What you will do: From the line containing "Pin the child in" to the very last line, repeat everything exactly and add nothing else. Skip the pictures.

▼

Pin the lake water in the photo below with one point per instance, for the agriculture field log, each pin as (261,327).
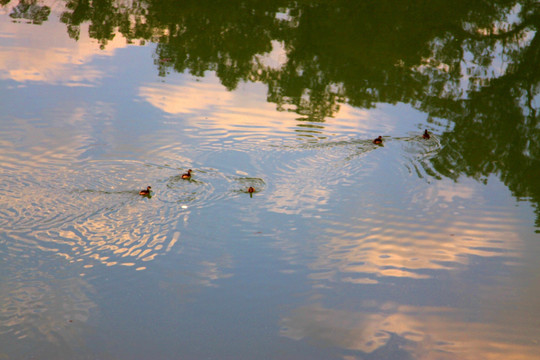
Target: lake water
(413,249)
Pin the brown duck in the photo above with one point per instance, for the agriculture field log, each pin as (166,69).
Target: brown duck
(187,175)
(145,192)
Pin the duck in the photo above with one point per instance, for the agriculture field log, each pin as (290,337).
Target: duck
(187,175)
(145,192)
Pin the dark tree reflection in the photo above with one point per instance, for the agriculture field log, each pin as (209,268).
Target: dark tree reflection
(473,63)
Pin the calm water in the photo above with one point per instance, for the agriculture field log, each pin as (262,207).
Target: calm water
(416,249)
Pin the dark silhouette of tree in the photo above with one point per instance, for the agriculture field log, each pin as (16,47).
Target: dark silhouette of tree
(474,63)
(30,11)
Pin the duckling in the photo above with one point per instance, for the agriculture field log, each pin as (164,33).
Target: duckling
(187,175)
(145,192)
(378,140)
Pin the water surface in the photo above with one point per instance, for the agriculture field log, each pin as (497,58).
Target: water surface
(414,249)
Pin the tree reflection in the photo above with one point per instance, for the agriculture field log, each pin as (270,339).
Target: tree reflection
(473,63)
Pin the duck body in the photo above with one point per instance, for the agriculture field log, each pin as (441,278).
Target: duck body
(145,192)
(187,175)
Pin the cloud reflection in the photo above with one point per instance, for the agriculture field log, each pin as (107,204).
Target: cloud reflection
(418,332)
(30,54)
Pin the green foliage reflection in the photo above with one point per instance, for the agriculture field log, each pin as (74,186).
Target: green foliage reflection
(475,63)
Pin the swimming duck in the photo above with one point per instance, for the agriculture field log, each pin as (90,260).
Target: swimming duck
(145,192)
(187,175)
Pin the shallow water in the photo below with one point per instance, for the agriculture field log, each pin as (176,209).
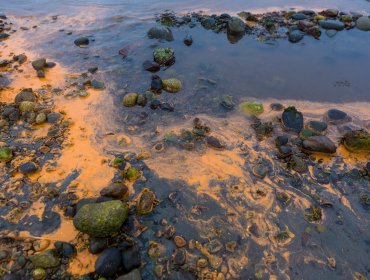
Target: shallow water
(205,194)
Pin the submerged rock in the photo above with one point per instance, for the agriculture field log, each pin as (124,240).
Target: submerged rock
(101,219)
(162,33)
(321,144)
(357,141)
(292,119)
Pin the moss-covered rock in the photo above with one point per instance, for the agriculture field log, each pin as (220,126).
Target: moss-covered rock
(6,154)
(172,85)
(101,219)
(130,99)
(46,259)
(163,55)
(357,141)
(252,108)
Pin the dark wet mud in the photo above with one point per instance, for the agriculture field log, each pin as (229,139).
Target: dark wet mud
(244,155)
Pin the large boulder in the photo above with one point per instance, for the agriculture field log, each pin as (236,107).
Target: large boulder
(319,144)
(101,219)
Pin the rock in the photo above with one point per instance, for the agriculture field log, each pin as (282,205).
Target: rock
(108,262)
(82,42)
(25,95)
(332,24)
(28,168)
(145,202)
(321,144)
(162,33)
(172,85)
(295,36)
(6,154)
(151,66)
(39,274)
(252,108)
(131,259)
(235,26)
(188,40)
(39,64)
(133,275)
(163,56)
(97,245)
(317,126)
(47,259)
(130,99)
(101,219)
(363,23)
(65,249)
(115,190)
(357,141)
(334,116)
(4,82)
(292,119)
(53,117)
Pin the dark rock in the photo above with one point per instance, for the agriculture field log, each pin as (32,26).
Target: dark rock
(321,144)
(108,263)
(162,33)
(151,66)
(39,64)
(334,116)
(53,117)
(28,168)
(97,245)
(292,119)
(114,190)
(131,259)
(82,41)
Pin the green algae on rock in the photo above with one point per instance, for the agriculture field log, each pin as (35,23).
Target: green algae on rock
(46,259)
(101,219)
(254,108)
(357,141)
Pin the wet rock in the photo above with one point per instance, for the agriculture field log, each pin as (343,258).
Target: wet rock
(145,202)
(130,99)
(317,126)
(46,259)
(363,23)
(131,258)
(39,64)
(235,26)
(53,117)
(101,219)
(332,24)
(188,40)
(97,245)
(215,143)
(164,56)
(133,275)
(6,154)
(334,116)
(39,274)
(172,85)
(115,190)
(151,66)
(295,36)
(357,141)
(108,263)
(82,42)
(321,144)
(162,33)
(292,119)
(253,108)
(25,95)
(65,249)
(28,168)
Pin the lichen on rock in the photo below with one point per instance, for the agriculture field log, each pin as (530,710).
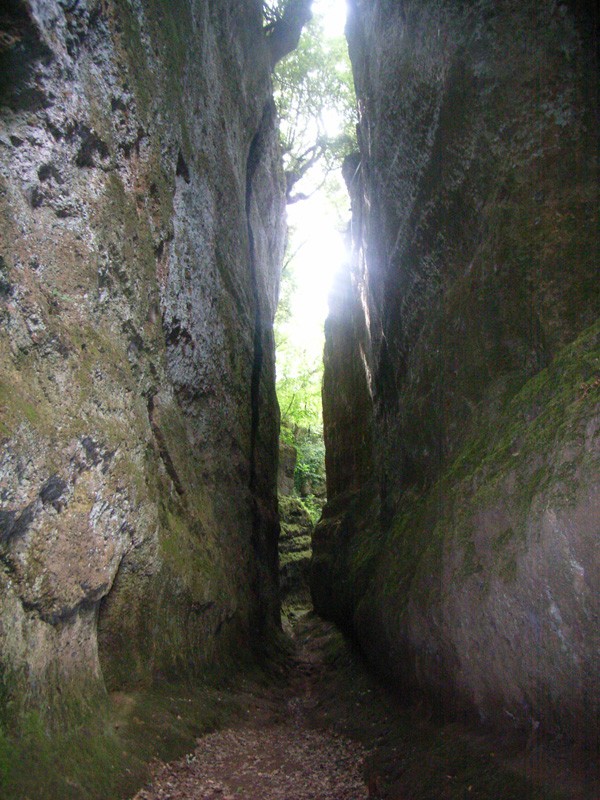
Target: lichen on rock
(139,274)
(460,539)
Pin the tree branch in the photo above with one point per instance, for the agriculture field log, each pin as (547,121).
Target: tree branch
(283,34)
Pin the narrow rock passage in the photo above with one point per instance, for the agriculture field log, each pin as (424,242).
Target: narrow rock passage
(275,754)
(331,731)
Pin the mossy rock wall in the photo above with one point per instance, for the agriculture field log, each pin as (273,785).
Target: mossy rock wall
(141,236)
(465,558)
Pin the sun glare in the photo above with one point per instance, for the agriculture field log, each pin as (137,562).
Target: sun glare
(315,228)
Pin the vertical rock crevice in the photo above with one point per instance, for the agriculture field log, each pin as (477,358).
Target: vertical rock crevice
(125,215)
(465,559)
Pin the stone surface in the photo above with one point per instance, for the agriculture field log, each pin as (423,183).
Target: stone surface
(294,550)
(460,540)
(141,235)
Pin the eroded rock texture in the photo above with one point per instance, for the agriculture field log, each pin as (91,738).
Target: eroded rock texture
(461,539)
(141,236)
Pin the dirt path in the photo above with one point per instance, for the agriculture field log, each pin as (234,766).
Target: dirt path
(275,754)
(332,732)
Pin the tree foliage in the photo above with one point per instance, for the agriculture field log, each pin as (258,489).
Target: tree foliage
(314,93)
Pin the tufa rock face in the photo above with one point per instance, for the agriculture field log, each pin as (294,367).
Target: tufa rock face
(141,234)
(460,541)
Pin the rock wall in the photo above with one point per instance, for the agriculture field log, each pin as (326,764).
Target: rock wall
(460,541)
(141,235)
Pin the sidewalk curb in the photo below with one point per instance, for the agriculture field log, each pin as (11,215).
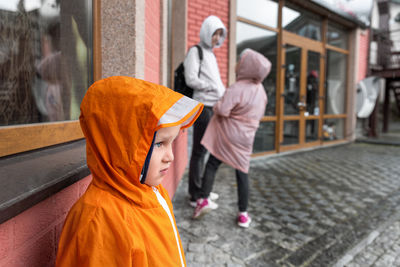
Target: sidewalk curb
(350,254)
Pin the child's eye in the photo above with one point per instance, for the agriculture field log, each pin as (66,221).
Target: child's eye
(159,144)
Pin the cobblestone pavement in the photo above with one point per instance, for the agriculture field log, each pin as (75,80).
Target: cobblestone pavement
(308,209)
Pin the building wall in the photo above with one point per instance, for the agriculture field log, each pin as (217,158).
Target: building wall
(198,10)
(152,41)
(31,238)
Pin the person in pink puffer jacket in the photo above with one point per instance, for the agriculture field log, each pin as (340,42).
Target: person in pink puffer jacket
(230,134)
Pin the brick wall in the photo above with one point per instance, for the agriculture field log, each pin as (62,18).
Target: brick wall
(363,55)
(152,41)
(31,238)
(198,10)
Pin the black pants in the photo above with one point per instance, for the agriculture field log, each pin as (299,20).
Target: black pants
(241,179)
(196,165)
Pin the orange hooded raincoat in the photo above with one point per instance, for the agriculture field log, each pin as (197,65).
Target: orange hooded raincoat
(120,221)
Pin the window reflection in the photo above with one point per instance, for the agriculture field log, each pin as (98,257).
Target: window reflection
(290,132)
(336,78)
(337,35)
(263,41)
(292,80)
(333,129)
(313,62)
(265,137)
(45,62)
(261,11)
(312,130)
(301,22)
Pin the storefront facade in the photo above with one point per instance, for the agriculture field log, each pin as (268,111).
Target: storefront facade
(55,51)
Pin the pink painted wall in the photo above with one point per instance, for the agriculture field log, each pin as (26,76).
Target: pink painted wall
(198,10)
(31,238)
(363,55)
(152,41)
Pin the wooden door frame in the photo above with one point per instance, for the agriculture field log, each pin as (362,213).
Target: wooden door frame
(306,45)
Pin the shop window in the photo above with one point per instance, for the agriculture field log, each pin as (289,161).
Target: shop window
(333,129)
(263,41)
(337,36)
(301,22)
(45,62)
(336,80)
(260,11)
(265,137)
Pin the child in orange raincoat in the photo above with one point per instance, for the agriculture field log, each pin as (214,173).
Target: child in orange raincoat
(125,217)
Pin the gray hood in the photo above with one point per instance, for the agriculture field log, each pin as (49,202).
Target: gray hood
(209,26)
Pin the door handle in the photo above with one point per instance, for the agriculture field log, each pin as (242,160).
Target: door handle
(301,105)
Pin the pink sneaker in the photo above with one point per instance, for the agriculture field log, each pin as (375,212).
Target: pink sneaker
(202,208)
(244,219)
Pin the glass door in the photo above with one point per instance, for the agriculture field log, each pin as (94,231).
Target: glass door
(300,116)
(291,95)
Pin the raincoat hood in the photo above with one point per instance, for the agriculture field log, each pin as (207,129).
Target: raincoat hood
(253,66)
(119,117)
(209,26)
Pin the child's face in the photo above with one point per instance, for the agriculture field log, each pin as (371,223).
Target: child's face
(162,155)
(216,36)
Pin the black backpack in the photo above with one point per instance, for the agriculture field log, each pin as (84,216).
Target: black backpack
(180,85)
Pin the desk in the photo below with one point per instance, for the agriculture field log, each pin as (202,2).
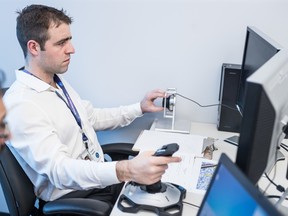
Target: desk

▲

Output below:
Pin the child in orange raincoat in the photo above with one point per instance, for the agriculture field log, each pin as (214,173).
Target: child in orange raincoat
(125,217)
Pin the gray hood in the photo above with one point per instance, for the agriculture field log, each pin as (49,202).
Target: gray hood
(209,26)
Pin the door handle in the photo above with one point per instance, for the agriculture field log, each pin as (242,160).
Target: door handle
(301,105)
Pin the pink sneaker in the photo above with one point per instance, for the agriculture field log, each pin as (375,212).
Target: pink sneaker
(202,208)
(244,219)
Pin the glass door in the photo above with one point per instance, for the agriculture field log, each pin as (94,231).
Target: glass door
(300,116)
(291,95)
Pin the raincoat hood in the photo above with one point per instance, for the agriculture field log, each pin as (207,129).
Target: raincoat hood
(253,66)
(119,117)
(209,26)
Pin the child's face in the photo above with one point per instance, for the agriculture field log, each pin as (371,223).
Target: child's face
(162,155)
(216,36)
Pin the black backpack in the photo above with one point per instance, for the agriculture field log, each pin as (84,216).
Target: black backpack
(180,85)
Pin the desk in the photo below with one point per instance, for the agriculture field log, each pin as (202,2).
Target: desk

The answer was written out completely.